_Problems and tasks_:
**A.** Summarize the account of the visit to Om Iman in two sentences.
**B.** Rewrite the stretch of the account of the visit to Om Iman from "Sometimes this gift" through "must be patient.", putting "laughing" in place of "smiling".
**C.** Write the next part of the account of the visit to Om Iman, picking up after its final sentence.

_Given text_:
__________
Om Iman’s friendly husband greeted me warmly and escorted us
to the UNHRC tent with pinned open flaps where Om Iman lives. She was sitting
on a rope bed in a sleeveless cotton nightgown and she struggled to rise and
greet us when we stepped in. We sat down across from her in the hot close air
of the tent; Om Iman’s co-wife, a short girl with thick arms and a shy smile
brought us a pitcher of water.
It is in times like these that I feel the limitations of my
Arabic. I can talk about sickness and pregnancy and babies and hospital visits
quite comfortably, but wading through matters of the heart – grief, anger,
disappointment – these things are still difficult. But Om Iman talked more
freely than I expected her too. She sat on the rope bed and described the pains
that gripped her stomach a few nights earlier and the dead baby she had birthed
on the dirt floor, encircling her fingers around the skin just above her wrist
with her palm outstretched to show me how big the baby had been. She told me this
was her third stillbirth. Dark stains slowly blossomed on her nightgown as she
talked, the slow leak of milk for another lost child.
What do you say in those moments? Even in English, to
someone I grew up with, my own sister, what would I say? And then how do I say
that to a new friend from a world so far from my own, in a language we are both
borrowing? I am so sorry. I don’t know
why this happened. God loves you and your dead baby. I am so sorry. So, so sorry.
But I tried, somewhat fearfully but immensely grateful for
these people that have the uncanny ability to see through words and actions and
stuff, straight to the heart.
Sometimes this gift makes me nervous, but on this day I was so thankful. We
prayed and Om Iman said thank you many times for our visit. Before we rose to
go she said, You know, sometimes I just
lie in my bed at night and think. I can’t sleep because my head is so full of
thoughts. Sometimes I cry as I think about life. But God has another life for
us. So we are patient. We must just be patient.
I saw Om Iman once more before we left North Africa, the day
before in fact, and she was smiling and seemed happy. Not superficially so, but
a genuine happiness, perhaps more noticeably for its contrasting rim of deep
sadness.
Patient, was the
word she used. We must be patient.
__________
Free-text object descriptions
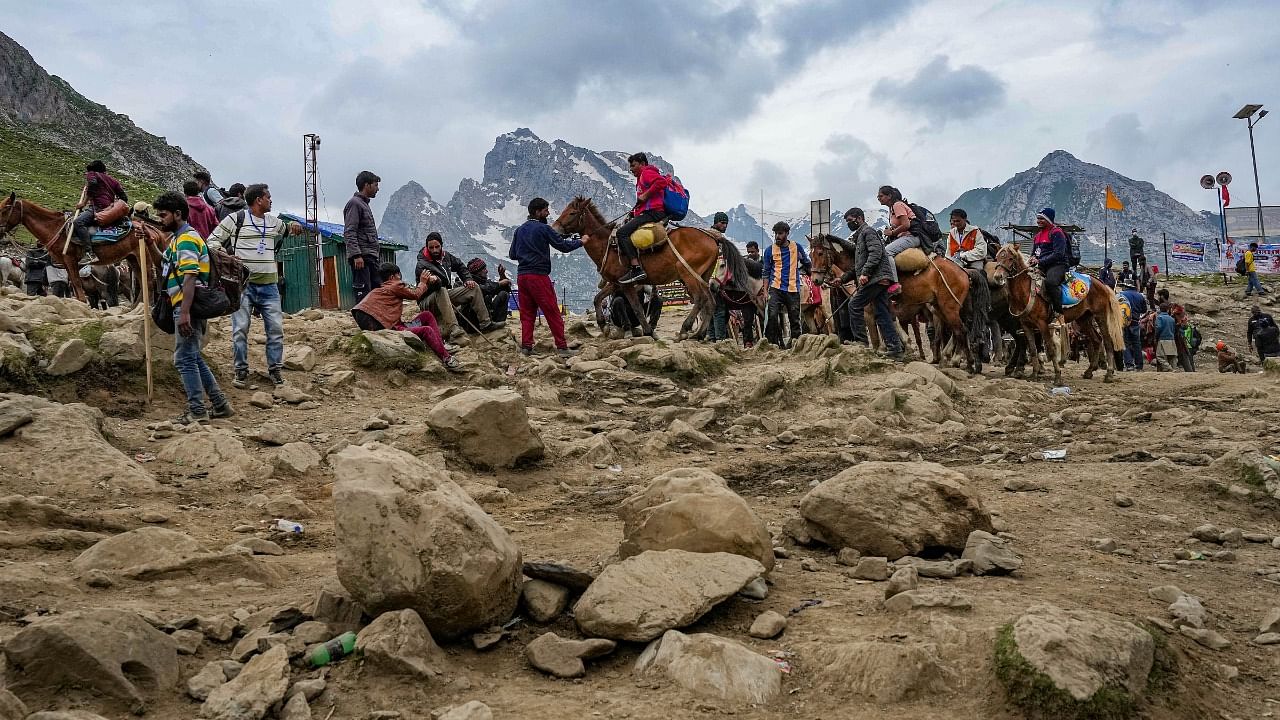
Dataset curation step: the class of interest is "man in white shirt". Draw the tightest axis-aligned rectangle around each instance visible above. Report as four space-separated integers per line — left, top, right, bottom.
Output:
209 183 302 388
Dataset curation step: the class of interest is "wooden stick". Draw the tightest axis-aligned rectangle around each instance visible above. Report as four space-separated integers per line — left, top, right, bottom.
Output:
137 235 155 405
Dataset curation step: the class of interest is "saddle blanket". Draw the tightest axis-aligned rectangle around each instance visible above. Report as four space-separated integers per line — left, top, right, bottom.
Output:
1062 270 1093 307
90 220 133 245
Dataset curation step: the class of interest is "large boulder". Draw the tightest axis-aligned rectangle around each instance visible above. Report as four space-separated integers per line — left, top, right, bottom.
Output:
__________
_Exercise results_:
**A.** The narrator visits Om Iman in her tent, where she describes her third stillbirth, and though matters of the heart are hard to speak of in Arabic, the narrator tries to comfort her and they pray together. Before the visitors leave, Om Iman says that God has another life for them and that they must be patient, and when the narrator sees her once more she seems genuinely happy.

**B.**
Sometimes this gift makes me nervous, but on this day I was so thankful. We
prayed and Om Iman said thank you many times for our visit. Before we rose to
go she said, You know, sometimes I just
lie in my bed at night and think. I can’t sleep because my head is so full of
thoughts. Sometimes I cry as I think about life. But God has another life for
us. So we are patient. We must just be patient.
I saw Om Iman once more before we left North Africa, the day
before in fact, and she was laughing and seemed happy. Not superficially so, but
a genuine happiness, perhaps more noticeably for its contrasting rim of deep
sadness.
Patient, was the
word she used. We must be patient.

**C.**
This is not a word I know. I am patient in long lines full of crabby people
with carts full of soda and tangerines at a supermarket on a Sunday evening. I
am patient in the maddening snarls of orderless traffic here in Nairobi, at
least most of the time. I am patient when my baby throws her banana on the
floor over and over and over again.
But patient when your third baby dies? Patient when you live
in a tent because your government is bombing the mud huts in your home village?
Patient when you watch fear and instability stalk closer and closer to the life
you were rebuilding, threatening the peace you were just beginning to rest
into?
I am having to be patient right now too. This isn’t what I
wanted either. But my patience involves long runs in quiet neighborhoods with
paved roads. It involves a little preschool for my firstborn three days a week.
It involves a nice restaurant at least once a week and a church that worships
in my heart language. Yes, I have had my fair share of sleepless nights and
unexpected floods of tears. But I have not yet learned patience like Om Iman.
If it is true that God draws near to the broken-hearted, if he loves the poor and the abandoned of this world as much as he says he does, than I was in the presence of holiness that day on a rope bed under a hot UNHCR tarp, my feet tipped on a stained dirt floor. I was given the honor of sitting with the treasure of his heart, a favorite of the God of all creation.
If given the opportunity to sit in her presence again I will not take it for granted. She has so much to teach me.